#### QUOTED TEXT ####

Wednesday, 19 February 2014

what do we crave most in life?

wanna know what someone lacks? see what they want in life.

someone who has all things material, craves attention. whereas those who has all the attention in the world, rely on material stuff to feel complete. we're all different, each of us. we have different reasons to get up in the morning. we find joy in different things, be it family, friends or whatever it is that drives us.

 i used to be happy. if you ask me what i crave the most in life, my answer back when i was still in high school would most probably be "freedom". the reason is simple - because back then my parents were so strict, i was the one missing out on all the activities my friends had. which made me really really sad. but guess what, i was still happy.

 if you asked me the same question when I was in university, my answer would probably be "money". watching my friends travelling to places around the world took its toll on me. I can never be truly happy for them 'cause deep down I felt miserable. I wanted to join them so badly. i wanted to be inside the pictures too. i wanted to take a breather and enjoy new sights and experience too! none of that ever happened, because it just was never meant to be, me and money, we were never fated.

####

→ **GIVEN INSTRUCTION**: Could you condense the blog post's paragraph that begins "if you asked me the same question when I was in university" into two or three sentences, keeping its main facts? The material that comes next isn't needed.

#### DATA EXCERPTS ####

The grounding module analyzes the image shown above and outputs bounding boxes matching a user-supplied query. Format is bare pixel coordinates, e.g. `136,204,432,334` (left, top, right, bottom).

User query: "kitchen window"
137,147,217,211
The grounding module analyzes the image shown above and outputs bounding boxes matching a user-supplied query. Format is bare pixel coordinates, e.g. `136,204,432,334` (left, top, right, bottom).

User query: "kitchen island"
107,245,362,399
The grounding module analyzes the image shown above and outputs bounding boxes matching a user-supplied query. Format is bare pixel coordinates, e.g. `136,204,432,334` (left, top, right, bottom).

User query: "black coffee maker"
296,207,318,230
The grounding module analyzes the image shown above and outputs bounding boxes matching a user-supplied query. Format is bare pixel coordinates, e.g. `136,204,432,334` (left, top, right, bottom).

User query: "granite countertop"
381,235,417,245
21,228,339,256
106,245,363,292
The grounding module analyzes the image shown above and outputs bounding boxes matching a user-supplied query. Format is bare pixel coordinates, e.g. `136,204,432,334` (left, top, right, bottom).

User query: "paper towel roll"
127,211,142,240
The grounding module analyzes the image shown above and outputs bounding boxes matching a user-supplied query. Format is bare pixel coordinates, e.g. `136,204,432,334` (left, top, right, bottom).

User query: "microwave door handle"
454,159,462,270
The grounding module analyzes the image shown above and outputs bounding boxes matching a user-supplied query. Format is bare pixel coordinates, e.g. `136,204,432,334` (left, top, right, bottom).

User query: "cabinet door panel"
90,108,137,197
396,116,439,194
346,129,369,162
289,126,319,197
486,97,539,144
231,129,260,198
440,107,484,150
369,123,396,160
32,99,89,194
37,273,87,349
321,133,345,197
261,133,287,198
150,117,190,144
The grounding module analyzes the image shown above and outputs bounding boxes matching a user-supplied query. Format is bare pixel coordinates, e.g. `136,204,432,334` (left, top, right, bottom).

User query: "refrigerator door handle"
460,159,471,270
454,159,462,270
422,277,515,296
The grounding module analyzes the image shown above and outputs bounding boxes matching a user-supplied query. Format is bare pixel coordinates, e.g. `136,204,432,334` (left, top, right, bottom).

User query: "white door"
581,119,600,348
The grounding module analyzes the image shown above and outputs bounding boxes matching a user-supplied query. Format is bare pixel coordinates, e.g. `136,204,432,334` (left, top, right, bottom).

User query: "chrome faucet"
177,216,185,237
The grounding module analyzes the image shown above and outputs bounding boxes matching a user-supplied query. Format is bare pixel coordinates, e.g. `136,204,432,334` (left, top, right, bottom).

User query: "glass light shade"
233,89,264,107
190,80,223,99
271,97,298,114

####

→ **FINISHED EXERCISE**: In university, the writer's answer to what they craved most would probably have been "money." Watching friends travel around the world left the writer miserable and unable to be truly happy for them, wanting badly to join them, be in the pictures and enjoy new sights and experiences. None of that happened, because the writer and money were never fated.